__What the exercise asks__:
Line by line, restate the listing below without any change.

__Dataset records__:
****************

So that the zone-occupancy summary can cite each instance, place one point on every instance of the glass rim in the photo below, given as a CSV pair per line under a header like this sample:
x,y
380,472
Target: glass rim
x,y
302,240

****************

__Task result__:
So that the zone-occupancy summary can cite each instance, place one point on every instance of the glass rim in the photo below, given as a CSV pair per line under a header like this sample:
x,y
380,472
Target: glass rim
x,y
302,240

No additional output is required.